# DESCRIPTION OF THE TASK
With nothing added and nothing dropped, write out all of the entries below.

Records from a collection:

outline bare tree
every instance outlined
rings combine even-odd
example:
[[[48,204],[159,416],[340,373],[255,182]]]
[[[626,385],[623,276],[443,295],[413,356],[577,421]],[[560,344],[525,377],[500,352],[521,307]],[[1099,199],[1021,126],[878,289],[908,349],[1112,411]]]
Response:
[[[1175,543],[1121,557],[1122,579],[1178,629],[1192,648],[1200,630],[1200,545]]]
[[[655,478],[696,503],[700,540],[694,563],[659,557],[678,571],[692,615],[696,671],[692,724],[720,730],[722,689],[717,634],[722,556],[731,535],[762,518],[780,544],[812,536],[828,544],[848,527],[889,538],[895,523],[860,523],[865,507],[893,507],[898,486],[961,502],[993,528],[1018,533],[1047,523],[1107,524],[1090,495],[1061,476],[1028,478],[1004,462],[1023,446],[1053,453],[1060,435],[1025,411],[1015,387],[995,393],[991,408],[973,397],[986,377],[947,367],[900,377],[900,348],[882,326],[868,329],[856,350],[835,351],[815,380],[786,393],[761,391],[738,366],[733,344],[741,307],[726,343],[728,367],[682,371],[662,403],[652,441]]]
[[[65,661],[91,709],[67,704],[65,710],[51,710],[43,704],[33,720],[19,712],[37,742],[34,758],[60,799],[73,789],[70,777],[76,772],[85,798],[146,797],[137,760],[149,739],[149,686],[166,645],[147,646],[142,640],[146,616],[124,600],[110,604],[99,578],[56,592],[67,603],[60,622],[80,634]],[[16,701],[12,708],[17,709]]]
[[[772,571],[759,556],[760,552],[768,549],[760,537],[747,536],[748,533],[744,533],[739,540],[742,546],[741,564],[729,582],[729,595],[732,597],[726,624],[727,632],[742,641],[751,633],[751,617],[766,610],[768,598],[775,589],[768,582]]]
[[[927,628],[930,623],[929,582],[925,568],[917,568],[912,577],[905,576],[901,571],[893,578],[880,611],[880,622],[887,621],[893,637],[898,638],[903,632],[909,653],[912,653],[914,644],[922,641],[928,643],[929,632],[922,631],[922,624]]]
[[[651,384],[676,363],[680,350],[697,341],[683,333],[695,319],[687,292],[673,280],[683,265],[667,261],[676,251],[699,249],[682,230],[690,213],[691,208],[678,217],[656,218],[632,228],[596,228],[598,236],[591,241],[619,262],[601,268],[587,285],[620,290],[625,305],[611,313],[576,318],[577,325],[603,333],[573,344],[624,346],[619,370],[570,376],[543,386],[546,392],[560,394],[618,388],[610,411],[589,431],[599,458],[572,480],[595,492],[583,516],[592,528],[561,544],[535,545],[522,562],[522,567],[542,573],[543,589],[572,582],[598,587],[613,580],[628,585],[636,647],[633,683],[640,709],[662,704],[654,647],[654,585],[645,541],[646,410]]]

# TASK OUTPUT
outline bare tree
every instance outlined
rings combine even-odd
example:
[[[48,204],[159,416],[340,373],[255,182]]]
[[[626,385],[623,276],[443,295],[413,356],[577,421]],[[560,344],[525,377],[500,352],[521,307]],[[1099,199],[1021,126],[878,289],[908,349],[1112,411]]]
Response:
[[[1175,543],[1121,557],[1122,579],[1178,629],[1192,648],[1200,630],[1200,545]]]
[[[655,478],[696,503],[700,540],[694,563],[659,557],[678,571],[692,615],[696,671],[692,724],[720,730],[722,689],[717,634],[722,556],[731,535],[762,518],[780,544],[812,536],[828,544],[848,527],[889,538],[895,523],[860,523],[865,507],[893,507],[898,486],[961,502],[993,528],[1018,533],[1047,523],[1107,524],[1090,495],[1061,476],[1028,478],[1004,462],[1023,446],[1053,453],[1060,435],[1025,411],[1015,387],[995,393],[991,408],[973,397],[986,377],[947,367],[900,377],[900,348],[882,326],[868,329],[856,350],[835,351],[815,380],[786,393],[761,391],[738,366],[733,344],[741,307],[726,343],[728,367],[682,371],[662,403],[652,441]]]
[[[65,661],[91,709],[67,704],[65,710],[51,710],[43,704],[33,720],[19,712],[37,742],[34,758],[60,799],[73,789],[70,777],[76,772],[85,798],[146,797],[137,760],[149,739],[149,686],[166,645],[147,646],[142,640],[146,616],[124,600],[110,604],[99,578],[56,592],[67,603],[60,622],[80,634]],[[16,701],[12,708],[17,709]]]
[[[772,571],[759,556],[760,552],[768,549],[760,537],[747,536],[748,533],[744,533],[739,540],[742,546],[741,564],[729,582],[729,595],[732,597],[726,624],[727,632],[742,641],[751,633],[751,617],[766,610],[768,598],[775,589],[768,582]]]
[[[927,628],[930,623],[929,582],[925,568],[917,568],[912,577],[905,576],[901,571],[893,578],[880,611],[880,622],[887,621],[893,637],[898,638],[903,632],[909,653],[912,653],[914,644],[922,641],[928,643],[929,632],[922,631],[922,624]]]
[[[651,384],[676,363],[680,350],[697,341],[683,333],[695,319],[687,292],[673,280],[683,265],[667,261],[676,251],[699,249],[682,230],[690,213],[691,208],[678,217],[656,218],[632,228],[596,228],[598,236],[591,241],[619,262],[601,268],[587,285],[620,290],[625,305],[611,313],[576,318],[577,325],[603,333],[573,344],[624,346],[619,370],[570,376],[543,386],[546,392],[560,394],[618,388],[610,411],[589,431],[599,458],[572,480],[595,492],[583,516],[592,528],[561,544],[535,545],[522,562],[522,567],[542,573],[543,589],[572,582],[598,587],[613,580],[628,585],[636,647],[633,683],[640,709],[662,704],[654,647],[654,585],[645,541],[646,410]]]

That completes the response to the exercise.